ФРАГМЕНТ ТЕКСТА:
* * * * * * *

# ФИЛОСОФИЯ И КУЛЬТУРА > Индия >  Инструкция: как добраться из Дели в Джаганнатха Пури

## Aniruddha das

Веда Прия дд (со старого форума):

Нас тут попросили составить пошаговую иструкцию как добраться из Дели в Джаганнатха Пури. Я ее столько времени набирала, что решила разместить заодно и на форуме - вдруг еще кому понадобится. 
В общем, как добраться. После того как получите в аэропорту багаж, идите в левый угол , там где вывеска Индиан Банк - там меняете баксы или евро на рупии. не перепутайте - рядом там еще один обменник, название не помню - курс тот же, но с вас сдерут еще комиссию. Потом идете к выходу. Там слева и справа будут всякие лавочки - такси, еще чего-то. А почти прямо - отдельная будочка, где-то на ней написано слово railway. там покупаете билет на поезд. Для этого надо заполнить страшноватую на вид анкету на английском. мы потом, как в Шрирангам поедем, возьмем такую на вокзале и сфоткаем, чтоб понятнее было. Ну вкратце так (английских названий не помню). Станция отправления - new delhi, станция прибытия - puri, дату ставите сами, название поезда - purushottam express, номер опять таки не помню, но это не страшно - хотя бы название написать, номер они и сами поставят. Класс - sleeper либо a/c3 (эй-си три)- последний комфортнее, не пускают попрошаек, но там холодно и он дороже раза в полтора. Где-то там еще надо поставить галочку про наличие детей - если таковые имеются. далее - в таблице пишете свои имена и фамилии, в след. колонке - пол (м или f), потом возраст, потом расположение мест (ну там, верхнее, среднее или нижнее - u, м либо l (там под таблицей есть расшифровка). Но это не факт, что дадут - просто по возможности учитывают ваши пожелания. Там еще номер паспорта. 
Те строчки, что после таблицы внизу, заполнять не надо - это типа как для возвращения обратно. А еще ниже там рамочка дла адреса - пишете iskcon, delhi. Потом дата и подпись. А кстати, сверху на листе еще припишите one compartment - то бишь вам места в одно купе. Суете эту бумажку в окно дядечке - он вводит это дело в компутер, если все нормально - распечатывает билет. Потом говорит вам сумму... в долларах. В ответ надо завопить Ноу долларз!!! - и сунуть ему по нос бумажку, которую вам выдали в обменнике - он что-то на ней черканет и скажет цену в рупиях (слипер стоит 501 рупию с носа). Бумажку заберите обратно, она может еще пригодиться. Получаете билет. На билете написано следующее (сверха вниз, слева направо: номер билета (не актуально), номер поезда, дата отправления, сколько километров, количество людей, количество детей. Ниже - класс sl или a/c lll, станция отправления, станция прибытия. Еще ниже - номер вагона (например, s3), номер места, расположение места, пол, возраст. Дальше в углу - цена. Ниже - название поезда, пункт отправления, дата и время отправления. Пурушоттам експресс стартует со станции Нью Дели в 22.15 (или 25, уже не помню).

* * * * * * *

СОХРАНЁННЫЕ ДАННЫЕ:
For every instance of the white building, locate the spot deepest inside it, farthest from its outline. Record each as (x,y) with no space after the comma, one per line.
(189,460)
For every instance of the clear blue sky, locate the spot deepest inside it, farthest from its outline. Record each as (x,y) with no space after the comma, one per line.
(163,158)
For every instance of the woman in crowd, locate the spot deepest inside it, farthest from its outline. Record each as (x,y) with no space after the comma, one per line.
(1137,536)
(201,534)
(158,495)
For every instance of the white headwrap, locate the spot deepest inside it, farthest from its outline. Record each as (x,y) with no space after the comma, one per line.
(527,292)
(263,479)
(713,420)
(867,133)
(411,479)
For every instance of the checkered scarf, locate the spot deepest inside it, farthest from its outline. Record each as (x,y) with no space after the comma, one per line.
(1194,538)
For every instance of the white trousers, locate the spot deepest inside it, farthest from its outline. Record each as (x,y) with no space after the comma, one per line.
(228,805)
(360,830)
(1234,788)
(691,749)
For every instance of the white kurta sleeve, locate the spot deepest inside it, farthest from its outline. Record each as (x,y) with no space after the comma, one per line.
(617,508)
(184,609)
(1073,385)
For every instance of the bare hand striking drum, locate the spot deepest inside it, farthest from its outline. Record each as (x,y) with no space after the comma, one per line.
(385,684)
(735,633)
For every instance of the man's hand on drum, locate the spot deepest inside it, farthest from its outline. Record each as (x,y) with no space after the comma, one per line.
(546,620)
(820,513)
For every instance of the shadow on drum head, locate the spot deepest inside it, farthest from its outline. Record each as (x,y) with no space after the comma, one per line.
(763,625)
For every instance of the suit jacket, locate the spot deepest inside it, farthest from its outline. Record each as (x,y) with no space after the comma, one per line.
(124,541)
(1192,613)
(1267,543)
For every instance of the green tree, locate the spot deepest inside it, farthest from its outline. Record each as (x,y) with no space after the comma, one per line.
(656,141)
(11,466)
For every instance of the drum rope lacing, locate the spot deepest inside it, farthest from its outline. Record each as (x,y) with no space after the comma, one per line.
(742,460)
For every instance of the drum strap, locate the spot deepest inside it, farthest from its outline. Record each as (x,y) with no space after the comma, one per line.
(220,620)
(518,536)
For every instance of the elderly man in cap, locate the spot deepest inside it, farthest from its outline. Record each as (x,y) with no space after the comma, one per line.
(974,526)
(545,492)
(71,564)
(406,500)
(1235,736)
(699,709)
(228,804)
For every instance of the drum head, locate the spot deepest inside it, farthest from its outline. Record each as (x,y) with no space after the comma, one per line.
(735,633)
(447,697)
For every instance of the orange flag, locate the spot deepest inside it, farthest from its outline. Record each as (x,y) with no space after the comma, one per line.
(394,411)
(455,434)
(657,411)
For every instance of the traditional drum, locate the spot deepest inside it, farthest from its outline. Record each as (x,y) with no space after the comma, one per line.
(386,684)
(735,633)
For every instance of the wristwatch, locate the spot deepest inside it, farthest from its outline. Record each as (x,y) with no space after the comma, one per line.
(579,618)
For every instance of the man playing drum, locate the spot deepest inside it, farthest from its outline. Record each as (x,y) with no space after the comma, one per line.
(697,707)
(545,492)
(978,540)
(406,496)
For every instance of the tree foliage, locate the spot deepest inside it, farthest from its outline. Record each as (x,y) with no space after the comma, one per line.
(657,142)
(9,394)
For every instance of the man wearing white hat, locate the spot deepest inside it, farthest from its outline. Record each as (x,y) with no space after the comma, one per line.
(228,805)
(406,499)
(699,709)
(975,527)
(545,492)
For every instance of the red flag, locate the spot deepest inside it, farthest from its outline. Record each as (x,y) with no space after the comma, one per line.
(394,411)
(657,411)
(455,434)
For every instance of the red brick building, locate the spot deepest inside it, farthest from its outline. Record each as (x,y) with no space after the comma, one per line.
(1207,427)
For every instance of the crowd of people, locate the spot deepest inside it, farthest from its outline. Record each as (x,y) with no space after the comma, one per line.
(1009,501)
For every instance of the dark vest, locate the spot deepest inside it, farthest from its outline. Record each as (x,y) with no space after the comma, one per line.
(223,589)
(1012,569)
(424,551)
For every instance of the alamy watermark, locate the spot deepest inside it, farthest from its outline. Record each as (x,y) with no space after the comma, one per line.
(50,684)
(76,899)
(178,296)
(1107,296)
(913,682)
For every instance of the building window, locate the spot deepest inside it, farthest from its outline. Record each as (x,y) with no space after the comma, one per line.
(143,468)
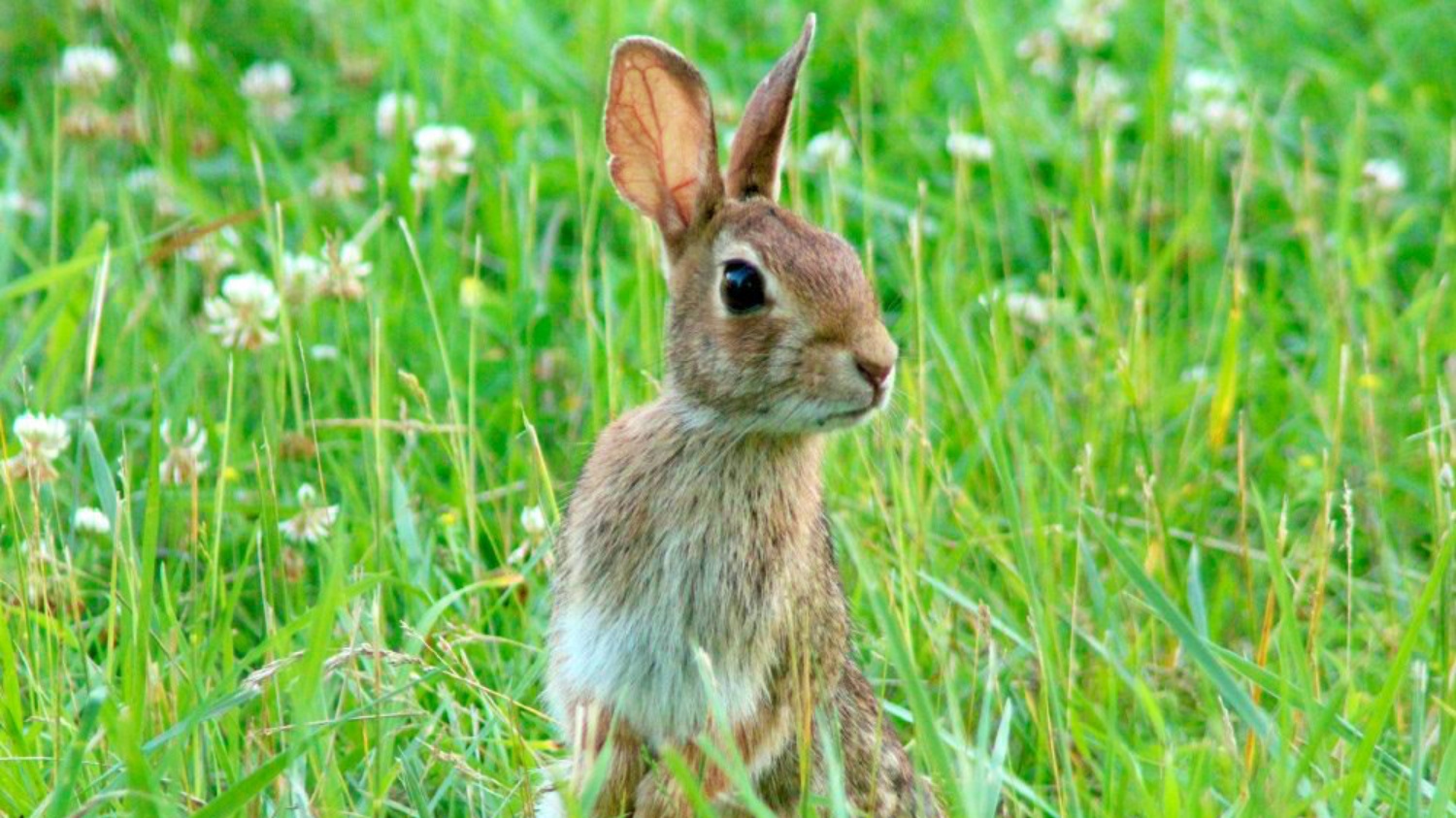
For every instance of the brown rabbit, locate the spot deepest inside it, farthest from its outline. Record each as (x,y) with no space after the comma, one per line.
(696,593)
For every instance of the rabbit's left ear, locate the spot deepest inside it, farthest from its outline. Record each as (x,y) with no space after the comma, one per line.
(757,147)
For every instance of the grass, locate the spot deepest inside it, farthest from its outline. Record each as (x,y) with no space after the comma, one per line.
(1181,544)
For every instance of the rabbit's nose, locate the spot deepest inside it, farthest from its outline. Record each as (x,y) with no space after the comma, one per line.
(876,372)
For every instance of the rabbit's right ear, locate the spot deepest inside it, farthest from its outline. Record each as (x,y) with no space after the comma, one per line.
(660,134)
(753,166)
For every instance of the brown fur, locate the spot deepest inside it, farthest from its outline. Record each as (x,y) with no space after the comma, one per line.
(696,593)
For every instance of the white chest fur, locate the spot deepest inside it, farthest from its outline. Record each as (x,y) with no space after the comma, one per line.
(678,578)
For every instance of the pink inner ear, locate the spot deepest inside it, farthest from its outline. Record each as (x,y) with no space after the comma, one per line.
(660,136)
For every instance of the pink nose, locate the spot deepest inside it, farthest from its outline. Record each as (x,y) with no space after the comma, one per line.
(876,373)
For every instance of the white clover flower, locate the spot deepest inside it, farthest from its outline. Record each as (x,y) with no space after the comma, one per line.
(1213,105)
(440,154)
(1203,83)
(87,69)
(215,252)
(149,182)
(241,316)
(87,121)
(43,439)
(314,521)
(22,204)
(346,271)
(337,180)
(1382,178)
(185,459)
(268,86)
(1088,22)
(395,113)
(970,147)
(90,521)
(1028,308)
(181,55)
(302,276)
(827,150)
(533,520)
(1103,96)
(1042,49)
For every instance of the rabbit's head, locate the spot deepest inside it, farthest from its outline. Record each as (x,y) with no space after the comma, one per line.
(772,323)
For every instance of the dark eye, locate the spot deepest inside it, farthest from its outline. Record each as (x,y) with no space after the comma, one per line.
(743,287)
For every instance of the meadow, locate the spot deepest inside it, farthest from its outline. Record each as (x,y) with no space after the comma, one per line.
(309,314)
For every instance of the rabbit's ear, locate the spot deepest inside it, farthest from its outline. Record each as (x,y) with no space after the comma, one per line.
(753,169)
(660,134)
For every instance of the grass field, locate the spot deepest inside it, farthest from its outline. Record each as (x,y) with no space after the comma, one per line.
(1159,523)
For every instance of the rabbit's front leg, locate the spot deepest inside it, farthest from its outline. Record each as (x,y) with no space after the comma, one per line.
(757,741)
(594,733)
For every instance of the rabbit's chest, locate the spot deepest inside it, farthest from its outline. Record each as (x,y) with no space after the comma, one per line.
(696,632)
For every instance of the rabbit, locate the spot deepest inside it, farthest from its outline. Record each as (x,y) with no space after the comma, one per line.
(696,594)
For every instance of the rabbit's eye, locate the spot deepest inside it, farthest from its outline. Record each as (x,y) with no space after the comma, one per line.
(743,287)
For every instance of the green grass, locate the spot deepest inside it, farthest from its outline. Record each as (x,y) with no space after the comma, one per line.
(1184,549)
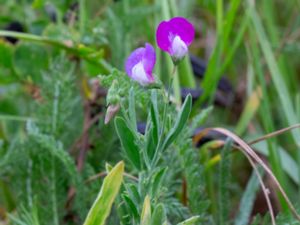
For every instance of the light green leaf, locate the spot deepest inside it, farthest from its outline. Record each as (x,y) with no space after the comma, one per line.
(109,190)
(127,139)
(159,215)
(146,212)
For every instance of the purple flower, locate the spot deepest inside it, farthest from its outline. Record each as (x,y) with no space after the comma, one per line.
(139,65)
(174,36)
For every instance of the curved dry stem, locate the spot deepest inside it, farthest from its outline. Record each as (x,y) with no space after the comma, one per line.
(251,153)
(264,189)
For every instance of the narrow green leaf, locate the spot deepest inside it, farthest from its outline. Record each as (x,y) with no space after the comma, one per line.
(180,122)
(190,221)
(132,114)
(247,201)
(132,208)
(127,139)
(224,177)
(109,190)
(159,215)
(157,179)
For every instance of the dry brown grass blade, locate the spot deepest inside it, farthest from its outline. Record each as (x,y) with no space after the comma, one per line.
(273,134)
(247,150)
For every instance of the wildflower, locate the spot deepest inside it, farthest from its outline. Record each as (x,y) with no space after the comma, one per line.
(139,65)
(174,36)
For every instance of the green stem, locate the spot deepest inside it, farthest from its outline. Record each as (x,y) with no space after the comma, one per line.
(158,147)
(77,51)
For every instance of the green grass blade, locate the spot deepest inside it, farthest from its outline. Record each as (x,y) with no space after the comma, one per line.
(247,201)
(109,190)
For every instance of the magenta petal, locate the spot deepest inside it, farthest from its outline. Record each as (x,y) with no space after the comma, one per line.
(135,57)
(167,30)
(139,65)
(149,59)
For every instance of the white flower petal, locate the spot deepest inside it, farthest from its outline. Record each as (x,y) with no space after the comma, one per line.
(179,49)
(139,74)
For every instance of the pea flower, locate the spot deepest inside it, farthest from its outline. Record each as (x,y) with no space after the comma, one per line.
(139,65)
(174,36)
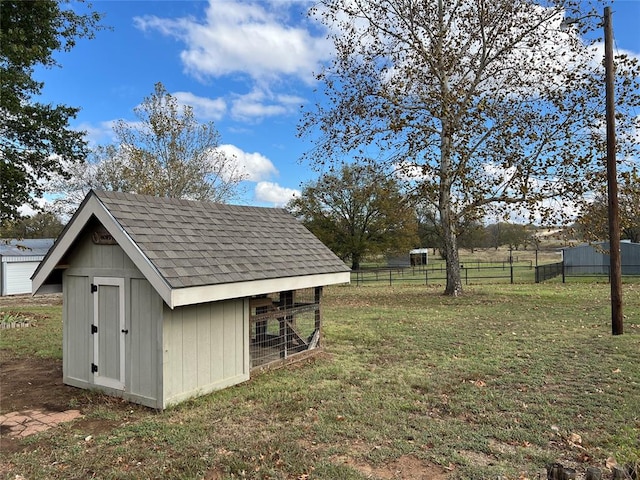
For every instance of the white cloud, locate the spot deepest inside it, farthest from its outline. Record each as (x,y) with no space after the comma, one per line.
(275,194)
(254,165)
(256,39)
(204,108)
(260,103)
(97,134)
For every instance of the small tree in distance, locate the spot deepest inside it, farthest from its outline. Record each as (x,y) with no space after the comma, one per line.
(357,211)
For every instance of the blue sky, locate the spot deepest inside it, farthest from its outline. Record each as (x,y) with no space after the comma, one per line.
(248,66)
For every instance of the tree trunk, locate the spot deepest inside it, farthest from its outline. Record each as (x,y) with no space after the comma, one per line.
(454,282)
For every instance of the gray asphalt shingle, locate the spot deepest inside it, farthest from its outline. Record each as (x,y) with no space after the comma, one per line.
(201,243)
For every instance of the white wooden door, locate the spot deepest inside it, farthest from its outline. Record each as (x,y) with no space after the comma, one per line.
(109,332)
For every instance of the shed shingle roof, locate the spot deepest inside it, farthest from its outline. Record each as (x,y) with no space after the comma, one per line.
(201,243)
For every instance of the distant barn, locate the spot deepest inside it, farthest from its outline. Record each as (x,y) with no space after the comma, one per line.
(419,256)
(594,259)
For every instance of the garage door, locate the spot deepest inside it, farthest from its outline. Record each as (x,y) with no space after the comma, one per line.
(17,278)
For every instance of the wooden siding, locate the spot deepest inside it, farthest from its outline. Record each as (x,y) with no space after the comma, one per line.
(205,348)
(143,319)
(144,347)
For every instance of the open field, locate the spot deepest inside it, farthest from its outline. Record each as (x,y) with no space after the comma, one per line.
(410,385)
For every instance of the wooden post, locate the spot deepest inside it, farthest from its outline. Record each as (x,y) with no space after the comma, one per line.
(286,300)
(318,315)
(612,181)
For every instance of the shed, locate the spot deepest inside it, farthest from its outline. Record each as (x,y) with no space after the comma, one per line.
(18,260)
(594,258)
(167,299)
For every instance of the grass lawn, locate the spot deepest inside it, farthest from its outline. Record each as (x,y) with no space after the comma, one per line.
(499,382)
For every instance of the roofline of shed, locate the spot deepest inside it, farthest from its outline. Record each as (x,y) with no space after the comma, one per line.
(224,291)
(92,206)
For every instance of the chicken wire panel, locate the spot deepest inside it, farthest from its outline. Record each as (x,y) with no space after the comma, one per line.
(283,324)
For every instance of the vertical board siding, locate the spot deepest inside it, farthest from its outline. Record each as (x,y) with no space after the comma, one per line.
(144,325)
(77,342)
(216,341)
(204,346)
(203,332)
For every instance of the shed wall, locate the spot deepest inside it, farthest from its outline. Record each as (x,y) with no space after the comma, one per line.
(205,348)
(143,320)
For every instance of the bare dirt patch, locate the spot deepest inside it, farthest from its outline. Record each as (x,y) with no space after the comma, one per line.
(35,384)
(406,467)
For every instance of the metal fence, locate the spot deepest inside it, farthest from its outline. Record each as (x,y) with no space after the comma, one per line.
(470,272)
(481,272)
(283,324)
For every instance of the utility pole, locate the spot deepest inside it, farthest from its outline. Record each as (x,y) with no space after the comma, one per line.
(612,182)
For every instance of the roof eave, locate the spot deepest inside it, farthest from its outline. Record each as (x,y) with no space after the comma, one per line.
(211,293)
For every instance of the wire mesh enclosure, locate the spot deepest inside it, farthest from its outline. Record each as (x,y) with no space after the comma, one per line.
(284,324)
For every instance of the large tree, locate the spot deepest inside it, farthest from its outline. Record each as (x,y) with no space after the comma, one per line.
(35,136)
(482,104)
(166,152)
(357,211)
(39,225)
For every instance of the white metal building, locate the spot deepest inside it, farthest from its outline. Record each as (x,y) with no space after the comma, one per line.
(18,260)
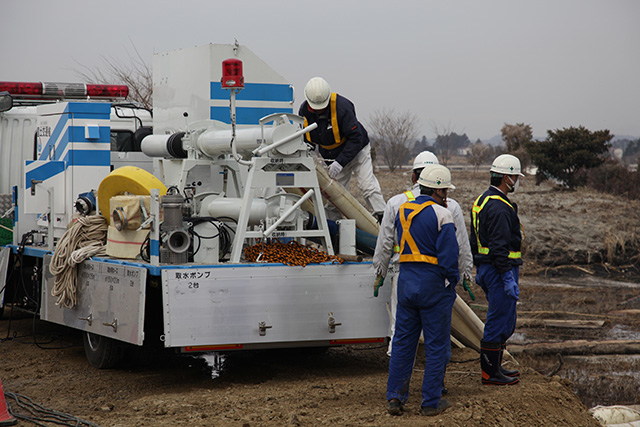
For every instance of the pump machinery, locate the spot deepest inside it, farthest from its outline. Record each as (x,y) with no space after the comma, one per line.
(191,213)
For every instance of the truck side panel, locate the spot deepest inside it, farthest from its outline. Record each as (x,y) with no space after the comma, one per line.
(226,305)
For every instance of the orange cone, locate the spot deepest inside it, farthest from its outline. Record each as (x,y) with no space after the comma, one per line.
(6,419)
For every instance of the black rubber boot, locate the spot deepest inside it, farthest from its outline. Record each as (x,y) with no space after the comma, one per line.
(490,356)
(507,372)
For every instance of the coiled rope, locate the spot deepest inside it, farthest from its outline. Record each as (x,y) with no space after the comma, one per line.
(85,238)
(27,410)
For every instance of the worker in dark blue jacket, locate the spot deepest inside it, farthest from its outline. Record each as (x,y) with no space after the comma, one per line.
(428,261)
(342,138)
(496,242)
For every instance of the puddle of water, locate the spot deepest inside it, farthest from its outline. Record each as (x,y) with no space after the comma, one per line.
(216,362)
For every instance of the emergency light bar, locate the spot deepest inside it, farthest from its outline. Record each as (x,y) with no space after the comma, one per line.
(64,90)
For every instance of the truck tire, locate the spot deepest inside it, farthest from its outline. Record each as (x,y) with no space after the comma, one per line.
(102,352)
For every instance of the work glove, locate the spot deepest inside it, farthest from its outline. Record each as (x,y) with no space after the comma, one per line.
(510,285)
(466,285)
(334,169)
(376,285)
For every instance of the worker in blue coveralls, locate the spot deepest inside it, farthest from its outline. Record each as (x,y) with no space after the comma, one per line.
(428,275)
(496,240)
(342,138)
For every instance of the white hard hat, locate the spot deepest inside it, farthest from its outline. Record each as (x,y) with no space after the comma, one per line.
(318,93)
(506,164)
(425,158)
(435,176)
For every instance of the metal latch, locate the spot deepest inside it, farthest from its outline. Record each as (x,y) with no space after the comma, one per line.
(262,328)
(113,324)
(333,324)
(34,182)
(89,319)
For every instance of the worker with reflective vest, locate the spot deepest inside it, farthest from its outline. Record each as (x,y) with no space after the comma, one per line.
(496,243)
(342,138)
(428,259)
(387,247)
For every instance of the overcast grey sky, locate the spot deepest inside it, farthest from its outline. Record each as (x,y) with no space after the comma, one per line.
(467,65)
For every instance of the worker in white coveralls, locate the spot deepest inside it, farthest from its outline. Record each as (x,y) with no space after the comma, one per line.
(342,138)
(496,241)
(428,260)
(387,247)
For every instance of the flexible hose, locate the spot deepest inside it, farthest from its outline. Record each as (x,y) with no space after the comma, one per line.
(83,239)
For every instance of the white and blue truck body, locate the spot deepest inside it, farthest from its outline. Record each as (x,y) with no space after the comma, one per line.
(228,156)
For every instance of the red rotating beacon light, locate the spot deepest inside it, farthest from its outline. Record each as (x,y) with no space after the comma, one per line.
(232,77)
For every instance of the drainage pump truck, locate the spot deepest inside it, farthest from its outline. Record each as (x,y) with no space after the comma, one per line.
(214,222)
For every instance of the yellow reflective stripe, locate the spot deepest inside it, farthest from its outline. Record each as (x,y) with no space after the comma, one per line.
(418,258)
(408,239)
(307,135)
(475,211)
(334,118)
(334,126)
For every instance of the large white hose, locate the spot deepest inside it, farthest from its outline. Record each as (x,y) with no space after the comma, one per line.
(85,238)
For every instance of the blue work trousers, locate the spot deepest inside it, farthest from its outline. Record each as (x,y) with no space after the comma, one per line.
(422,307)
(502,314)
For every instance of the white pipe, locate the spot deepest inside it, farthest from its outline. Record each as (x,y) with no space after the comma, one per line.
(261,151)
(155,145)
(230,207)
(287,213)
(236,156)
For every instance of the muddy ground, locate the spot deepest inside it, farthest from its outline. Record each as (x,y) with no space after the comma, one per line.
(582,264)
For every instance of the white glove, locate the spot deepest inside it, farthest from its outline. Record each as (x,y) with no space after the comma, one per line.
(335,169)
(467,276)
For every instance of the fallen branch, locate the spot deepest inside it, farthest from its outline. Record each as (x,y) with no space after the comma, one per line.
(560,323)
(576,347)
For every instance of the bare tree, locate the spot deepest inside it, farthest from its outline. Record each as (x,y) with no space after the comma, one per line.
(135,73)
(393,136)
(517,139)
(444,142)
(480,154)
(516,136)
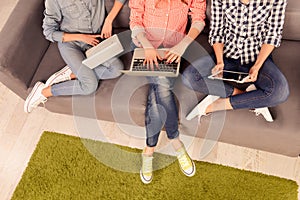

* * * * * * *

ЗАДАЧА: Продолжите, пожалуйста, инструкцию о том, как добраться из Дели в Джаганнатха Пури, начиная сразу после её последнего предложения.

ОТВЕТ:
Так как прилетите вы утром, у вас будет целый день впереди. Придется искать гостиницу. варианта 2 - мейн базар, либо храм ИСККОН. Первое дешевле и ближе к вокзалу, второе - цивильнее и проще. 
Мain-bazar, он же pahar-ganj - большой-большой рынок рядом со станцией new delhi. "Место паломничества" всех хиппи и прочих туристов. Там есть недорогие по делийским меркам гостиницы - 200-250 рупий. Мы вот останавливались в ashok osean (ашок оушен) - ну это если по названию спрашивать. Ну или просто спросите guest house (гест-хауз). Как добираться: как я уже писала, от аэропорта ходят автобусы - 50 рупий с носа, можно сразу погрузиться в индийскую экзотику. Скажите кондухтору "new delhi railway station" (нью дели райлвэй стэйшн), он вам потом скажет где выходить. Или не скажет - так что не зевайте и смотрите по сторонам. Ехать минут 40-50. Автобус может высадить вас на другой стороне вокзала - тогда надо будет по мосту перейти. Ну мейн базар вам всякий покажет. Другой вариант - на моторикше, рупий 200 - и не стесняйтесь торговаться. Есть еще такси - заказывается прямо в здании аэропорта. 
Храм ИСККОН, комплекс "Слава Индии" (glory of india). Доехать только на моторикше (150-200 рупий). Район, где он находится, называется east of kailash (кстати, в аэропорту обычно лежат халявные карты Дели (где такси заказывают) - там даже реклама этого храма есть). Гостиница стоит 600 рупий. Вообще, если очени попросить, и если повезет с менеджером, на день отдохнуть могут пустить и бесплатно. при храме есть лавочка с прасадом. Моторикша до вокзала стоит 70-80 рупий. 
Приехав на вокзал, посмотреть таблицу departure - отправления поездов - где-то там будет и ваш. Если таблица покажется китайской грамотой - сунуть билет под нос ближайшему полицейскому - он скажет вам номер платформы. При выходе к платформам у вас могут потребовать предъявить билет.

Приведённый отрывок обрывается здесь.